DOCUMENT SECTION
——————
This point is also related to a concern about the validity of the metric used to define “similar images”. I see a relation to reviewer fbpP’s Q.2 and reviewer MLz9’s noted weaknesses. Specifically, I highlight that the distinction between “similar” and “highly similar” is not well-analyzed. For example, what are some examples that appear in both? What are some examples that appear in either one? Essentially, are “similar” images important for training and “highly similar” images are not.

W.1.ii Do CLIP models lose OOD generalization more quickly than classification models trained on ImageNet? Figure 8 shows CLIP is more sensitive to near-pruning than is ResNet18 trained on ImageNet. I suggest replacing Figure 4 with Figure 8.

W.2.1 “What is zero-shot?” Given my new understanding of Section 5-6, I see that this question is not necessarily within the context of this work.

W.2.2 & Q.3 The objective of Sections 5 and 6 that “Correct for highly similar images” is not clear. The rebuttal response significantly resolved my confusion about these sections. I highly recommend including this response as part of the introduction. I read through the changes in the paper, but I still think someone reading the paper for the first time might be confused as to the objective of section 5 and 6 and what it is contributing after the observations of section 4. Importantly, the conclusions of Section 4 and 5-6 are somewhat in conflict with each other for which the authors make the distinction between “similar” and “highly similar” images. My understanding is that “similar images” are important to perform well on test sets but “highly similar images” are not. This also asks for more comparison between the “similar images” and “highly similar images”.

Q.2 Could this mean that these samples are important for a general understanding of the ImageNet distribution?

This is not surprising: Since the considered datasets are all based on ImageNet, they can be expected to share some characteristics. In fact I find this observation concerning given the conclusions of Section 5-6 and their contrast with Section 4 as discussed above. I suggest authors study questions I under in W.1.i & Q.1 based on this observation.

评论

Restructuring and improving overall clarity

We thank the reviewer for their detailed comments. Based on the reviewer’s suggestion, we have now improved the writing in the introduction and completely restructured the method part of our paper to improve clarity and better highlight how the individual experiments support our main conclusion.

Specifically, we have integrated Sec. 5 into Sec. 4, and Sec. 4 is now structured as follows:

  • We first illustrate how perceptual similarity can be quantified in Sec. 4.1.
  • Based on this metric, our data analysis and experimental results in Sec. 4.2 demonstrate that nearest-neighbor similarity in LAION-400M generally matter for CLIP’s performance.
  • Sec. 4.3 shows how nearest-neighbor similarities differ between LAION-400M and ImageNet-Train, which leads to the hypothesis that this difference explains CLIP’s performance on ImageNet-based test sets. We note here that this similarity difference stems from highly similar images.
  • Sec. 4.4 (previously Sec. 5) formalizes the notion of highly similar images in terms of the similarity gap, which leaves us with an interventional method to test our hypothesis.
——————
ROWS
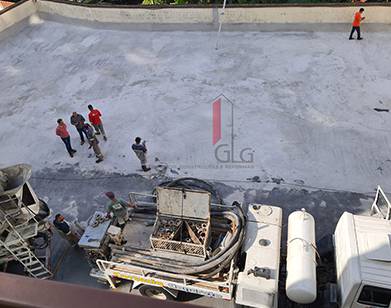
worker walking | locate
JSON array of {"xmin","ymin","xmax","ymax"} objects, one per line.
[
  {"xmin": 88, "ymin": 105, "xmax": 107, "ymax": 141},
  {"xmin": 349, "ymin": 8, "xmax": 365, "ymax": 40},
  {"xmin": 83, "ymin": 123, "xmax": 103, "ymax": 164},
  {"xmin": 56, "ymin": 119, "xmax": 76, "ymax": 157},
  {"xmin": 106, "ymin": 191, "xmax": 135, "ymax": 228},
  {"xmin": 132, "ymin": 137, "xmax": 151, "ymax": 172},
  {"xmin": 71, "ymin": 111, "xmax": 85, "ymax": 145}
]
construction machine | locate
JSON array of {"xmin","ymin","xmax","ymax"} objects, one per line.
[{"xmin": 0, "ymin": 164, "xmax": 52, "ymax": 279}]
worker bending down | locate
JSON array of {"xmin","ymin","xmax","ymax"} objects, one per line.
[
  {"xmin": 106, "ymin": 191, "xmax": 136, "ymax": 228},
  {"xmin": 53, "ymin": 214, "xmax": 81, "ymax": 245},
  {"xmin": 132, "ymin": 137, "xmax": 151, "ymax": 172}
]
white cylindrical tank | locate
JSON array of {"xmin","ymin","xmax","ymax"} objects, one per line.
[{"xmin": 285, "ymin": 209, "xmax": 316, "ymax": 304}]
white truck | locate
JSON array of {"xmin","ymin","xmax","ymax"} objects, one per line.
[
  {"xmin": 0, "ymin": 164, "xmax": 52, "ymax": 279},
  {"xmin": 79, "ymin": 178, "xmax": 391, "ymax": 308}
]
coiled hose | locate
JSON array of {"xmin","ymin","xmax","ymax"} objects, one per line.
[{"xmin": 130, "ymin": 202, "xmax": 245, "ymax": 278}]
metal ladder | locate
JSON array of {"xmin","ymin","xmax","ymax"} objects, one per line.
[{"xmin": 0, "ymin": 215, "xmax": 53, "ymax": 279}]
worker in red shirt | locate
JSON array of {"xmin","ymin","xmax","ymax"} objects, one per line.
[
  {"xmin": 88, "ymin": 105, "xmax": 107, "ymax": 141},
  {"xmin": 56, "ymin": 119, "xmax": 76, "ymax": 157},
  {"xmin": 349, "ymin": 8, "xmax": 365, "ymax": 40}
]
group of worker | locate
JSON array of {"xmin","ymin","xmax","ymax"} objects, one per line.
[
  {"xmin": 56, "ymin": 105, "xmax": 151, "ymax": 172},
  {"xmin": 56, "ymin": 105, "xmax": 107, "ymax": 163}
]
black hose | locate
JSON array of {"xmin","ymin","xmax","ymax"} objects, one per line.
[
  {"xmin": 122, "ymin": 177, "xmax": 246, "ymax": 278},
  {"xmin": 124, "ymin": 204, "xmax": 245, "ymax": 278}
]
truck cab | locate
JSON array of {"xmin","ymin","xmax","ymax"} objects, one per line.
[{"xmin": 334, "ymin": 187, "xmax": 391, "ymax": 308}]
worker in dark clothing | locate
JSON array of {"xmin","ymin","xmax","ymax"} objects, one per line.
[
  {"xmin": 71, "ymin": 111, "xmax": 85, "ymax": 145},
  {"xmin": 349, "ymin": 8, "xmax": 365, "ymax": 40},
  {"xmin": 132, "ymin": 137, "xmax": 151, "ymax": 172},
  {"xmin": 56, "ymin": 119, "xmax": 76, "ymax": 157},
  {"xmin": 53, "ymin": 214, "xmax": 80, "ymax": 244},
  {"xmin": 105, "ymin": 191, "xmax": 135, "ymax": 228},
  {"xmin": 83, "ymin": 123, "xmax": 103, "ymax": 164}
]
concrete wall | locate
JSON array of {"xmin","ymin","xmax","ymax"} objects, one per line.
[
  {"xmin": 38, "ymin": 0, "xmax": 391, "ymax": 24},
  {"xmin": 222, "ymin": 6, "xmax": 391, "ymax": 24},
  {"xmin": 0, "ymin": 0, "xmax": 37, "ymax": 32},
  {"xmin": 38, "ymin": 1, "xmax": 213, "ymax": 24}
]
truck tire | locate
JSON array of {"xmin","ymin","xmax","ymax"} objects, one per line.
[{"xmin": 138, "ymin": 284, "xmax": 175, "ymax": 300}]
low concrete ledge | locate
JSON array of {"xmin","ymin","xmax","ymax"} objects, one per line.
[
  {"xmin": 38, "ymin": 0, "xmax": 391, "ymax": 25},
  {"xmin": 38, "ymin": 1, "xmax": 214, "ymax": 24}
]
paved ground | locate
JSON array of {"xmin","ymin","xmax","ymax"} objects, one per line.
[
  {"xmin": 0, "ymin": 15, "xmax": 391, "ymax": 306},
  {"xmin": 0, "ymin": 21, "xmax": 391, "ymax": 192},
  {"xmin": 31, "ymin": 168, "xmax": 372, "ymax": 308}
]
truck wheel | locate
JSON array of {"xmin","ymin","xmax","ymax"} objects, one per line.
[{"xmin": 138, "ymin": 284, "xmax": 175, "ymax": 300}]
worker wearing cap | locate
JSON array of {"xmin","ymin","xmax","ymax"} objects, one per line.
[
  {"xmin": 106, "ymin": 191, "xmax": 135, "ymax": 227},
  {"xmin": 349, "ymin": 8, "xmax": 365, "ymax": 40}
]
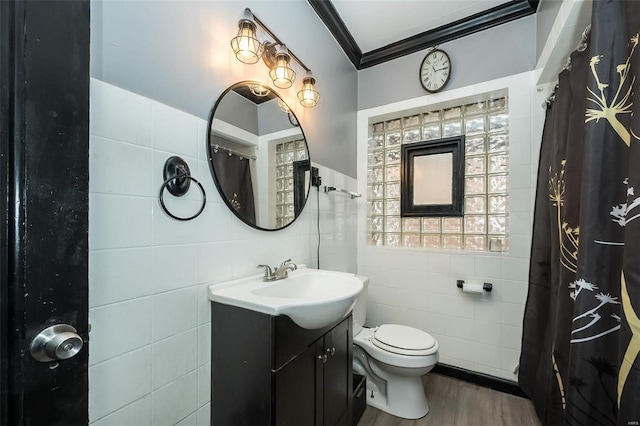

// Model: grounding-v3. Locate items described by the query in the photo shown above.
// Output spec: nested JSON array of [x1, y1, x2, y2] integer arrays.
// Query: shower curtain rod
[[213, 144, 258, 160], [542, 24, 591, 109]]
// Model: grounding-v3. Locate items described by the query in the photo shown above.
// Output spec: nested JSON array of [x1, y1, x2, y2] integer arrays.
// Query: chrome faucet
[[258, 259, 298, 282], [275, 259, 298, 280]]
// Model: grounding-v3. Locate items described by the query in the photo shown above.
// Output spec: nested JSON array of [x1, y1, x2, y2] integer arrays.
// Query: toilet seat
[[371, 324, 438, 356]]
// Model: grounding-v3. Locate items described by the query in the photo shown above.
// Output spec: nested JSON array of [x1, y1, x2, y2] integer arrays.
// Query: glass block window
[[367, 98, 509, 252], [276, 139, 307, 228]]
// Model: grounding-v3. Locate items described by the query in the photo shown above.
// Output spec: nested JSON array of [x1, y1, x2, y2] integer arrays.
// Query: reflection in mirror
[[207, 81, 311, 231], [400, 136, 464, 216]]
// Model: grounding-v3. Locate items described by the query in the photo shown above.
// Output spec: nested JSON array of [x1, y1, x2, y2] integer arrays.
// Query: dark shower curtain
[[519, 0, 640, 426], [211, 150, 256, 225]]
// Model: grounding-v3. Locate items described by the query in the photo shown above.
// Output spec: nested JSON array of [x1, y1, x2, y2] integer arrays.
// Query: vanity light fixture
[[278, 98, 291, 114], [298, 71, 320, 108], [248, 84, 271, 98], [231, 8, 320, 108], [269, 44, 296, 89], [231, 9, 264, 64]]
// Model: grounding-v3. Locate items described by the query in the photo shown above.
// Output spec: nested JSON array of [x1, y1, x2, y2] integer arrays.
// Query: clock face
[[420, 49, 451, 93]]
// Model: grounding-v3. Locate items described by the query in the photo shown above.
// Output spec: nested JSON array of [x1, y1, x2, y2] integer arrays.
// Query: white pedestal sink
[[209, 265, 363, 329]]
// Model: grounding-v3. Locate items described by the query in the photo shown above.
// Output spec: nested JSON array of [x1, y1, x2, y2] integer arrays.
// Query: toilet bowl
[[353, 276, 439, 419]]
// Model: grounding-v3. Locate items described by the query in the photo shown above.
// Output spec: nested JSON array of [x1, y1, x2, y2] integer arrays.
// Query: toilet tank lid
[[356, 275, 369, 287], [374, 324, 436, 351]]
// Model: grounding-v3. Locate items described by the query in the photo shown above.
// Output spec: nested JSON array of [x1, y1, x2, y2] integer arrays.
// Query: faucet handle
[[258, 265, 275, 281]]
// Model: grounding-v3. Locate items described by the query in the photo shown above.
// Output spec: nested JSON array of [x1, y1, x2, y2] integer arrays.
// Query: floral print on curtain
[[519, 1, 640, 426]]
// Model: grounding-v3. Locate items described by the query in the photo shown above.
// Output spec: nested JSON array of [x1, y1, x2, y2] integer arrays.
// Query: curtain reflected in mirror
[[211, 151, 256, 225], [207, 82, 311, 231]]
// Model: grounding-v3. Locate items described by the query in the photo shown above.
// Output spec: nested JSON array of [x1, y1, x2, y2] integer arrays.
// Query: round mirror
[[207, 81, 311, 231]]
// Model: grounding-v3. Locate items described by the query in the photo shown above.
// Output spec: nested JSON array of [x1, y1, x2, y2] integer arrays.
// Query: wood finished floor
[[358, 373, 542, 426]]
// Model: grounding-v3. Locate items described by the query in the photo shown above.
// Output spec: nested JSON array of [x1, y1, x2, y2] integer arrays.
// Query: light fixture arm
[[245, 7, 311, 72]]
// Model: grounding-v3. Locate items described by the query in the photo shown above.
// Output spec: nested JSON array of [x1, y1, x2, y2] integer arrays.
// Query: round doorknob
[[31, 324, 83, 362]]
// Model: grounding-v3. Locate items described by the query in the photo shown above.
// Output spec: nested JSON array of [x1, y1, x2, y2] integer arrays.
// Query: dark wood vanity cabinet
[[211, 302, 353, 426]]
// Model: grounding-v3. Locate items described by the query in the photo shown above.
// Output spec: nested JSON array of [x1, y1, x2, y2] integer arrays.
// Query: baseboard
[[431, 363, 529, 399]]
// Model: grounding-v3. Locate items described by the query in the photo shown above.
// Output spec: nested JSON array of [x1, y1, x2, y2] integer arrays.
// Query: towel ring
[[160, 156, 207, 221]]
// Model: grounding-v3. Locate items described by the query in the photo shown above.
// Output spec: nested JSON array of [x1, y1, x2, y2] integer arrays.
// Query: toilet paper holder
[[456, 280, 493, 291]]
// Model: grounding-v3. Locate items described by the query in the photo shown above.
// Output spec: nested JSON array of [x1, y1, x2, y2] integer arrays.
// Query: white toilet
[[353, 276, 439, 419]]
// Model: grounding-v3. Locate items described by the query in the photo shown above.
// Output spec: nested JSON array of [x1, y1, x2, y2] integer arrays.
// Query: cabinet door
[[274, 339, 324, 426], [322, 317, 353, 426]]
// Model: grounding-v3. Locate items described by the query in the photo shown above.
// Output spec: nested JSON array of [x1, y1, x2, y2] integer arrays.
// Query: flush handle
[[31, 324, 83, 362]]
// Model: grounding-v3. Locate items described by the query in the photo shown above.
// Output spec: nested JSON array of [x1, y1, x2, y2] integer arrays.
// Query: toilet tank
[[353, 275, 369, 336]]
——————
REQUIRED WORK
Based on the review discussion above, decide whether each statement agrees with it. Answer yes or no for each, and quote the words that settle it. 1. Figure 8 shows CLIP is less sensitive to near-pruning than ResNet18 trained on ImageNet. 2. In the revision, Sec. 5 has been integrated into Sec. 4. 3. Sec. 4.4 was previously Sec. 6.

THE OUTPUT
1. No: "Figure 8 shows CLIP is more sensitive to near-pruning than is ResNet18 trained on ImageNet."
2. Yes: "we have integrated Sec. 5 into Sec. 4"
3. No: "Sec. 4.4 (previously Sec. 5)"